## SOURCE TEXT
★ ★ ★
A Perl program does not care about whitespaces as long as they are not inside the quoted strings. The following program works perfectly fine:
#! /usr/bin/perl
use strict;
use warnings;
 
#the following line will print "Hello, World!"
print                                       "Hello, World!", "\n";

But if spaces are inside the quoted strings, then they would be printed as is. For example:
#! /usr/bin/perl
use strict;
use warnings;
 
print "Hello,
World!", "\n";

Variables

Perl variables come in three types: scalars, arrays and hashes. Each type has its own sigil: $ (dollar sign), @ (at sign) and % (percent sign), respectively.

- Scalars are simple variables. A scalar is either a number, a string, or a reference. a Perl reference is a scalar data type that holds the memory location of another variable which could be a scalar, an array, or a hash. Because of its scalar nature, a reference can be used anywhere a scalar can be used.

- Arrays are ordered lists of scalars that you access with a numeric index which starts with 0.

- Hashes are unordered sets of key/value pairs that you access values using the keys as subscripts.

Note:

1. Perl is a case sensitive programming language. Thus $results and $Results are two different variables.

2. Avoid variable naming collisions. Even experienced programmers make errors in variable names. A common case is forgetting to rename an instance of a variable when cleaning up or refactoring code. Use strict "forces" programmers to put "my" in front of a variable to declare it whenever they first use this variable, and this variable remains "visible" (or valid) in scope until the end of the enclosing block (by {} ) or script.


Scalar variables

Again, a scalar is either a number, a string, or a reference. A reference is an address of another variable.

Now let’s try doing some practice by creating and changing scalar variables.


#! /usr/bin/perl
use strict;
use warnings;
 
my $x = 6;  # Although "=" is an equal sign but it really means "assigned to"
my $y = 4;
 
my $c = $x + $y;
print $c, "\n";
 
my $d = $x - $y;
print $d , "\n";
 
my $e = $x * $y;
print $e, "\n";
 
my $f = $x / $y;
print $f, "\n";
 
my $g = $x ** $y; ## ** is power of sign. In this case it is 6 power of 4
print $g, "\n";
 
my $h = $x % $y; ## % is a modulus operator. The value of the expression 6 % 4
                 ## is the remainder when 6 is divided by 4, which is 2
print $h, "\n";
 
###############
 
 
$x += 1; # this is equivalent to $x = $x + 1
print $x , "\n";
 
$x -= 1; # this is equivalent to $x = $x - 1
print $x , "\n";
 
$x *=2; # this is equivalent to $x = $x *2
print $x , "\n";
 
$x /= 2; # this is equivalent to $x = $x /2
print $x , "\n";
 
###############
 
my $j = $x; #assign the value of $x to a new variable $j
$j += 2; # increment $j by 2
print $x, "\n";
print $j, "\n";
 
##############
 
# String concatenation using the string concatenation operator . :
my $k = $x . $y;
print $k, "\n";
 
$k = $k . $x . $y;
print $k, "\n";
 
my $l = "Hello";
my $m = "World";
my $n = $l . "\t".  $m . "!"; #"\t" is a special character meaning a tab
print $n, "\n";
 
# .= is a concatenation assignment operator, which means appending a string to an existing string
$l .= "," . "\t". "my name is Ke!";
print $l, "\n";
 
##############
 
#to get the length of a scalar variable use the function length
my $o = length ($l);
print $o, "\n";
 
###############
 
# substr means extracting a portion from a string. The syntax is substr(string, startPosition, len).
★ ★ ★
## DATASET EXCERPT
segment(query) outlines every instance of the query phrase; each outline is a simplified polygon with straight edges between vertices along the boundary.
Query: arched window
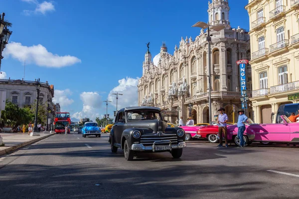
★ ★ ★
## TO DO
Answer these questions about the Perl text:
1. Which sigil marks a hash?
2. At what number does an array's numeric index start?
3. What does use strict make programmers put in front of a variable the first time they use it?

## EXERCISE SOLUTION
1. % (percent sign)
2. 0
3. "my"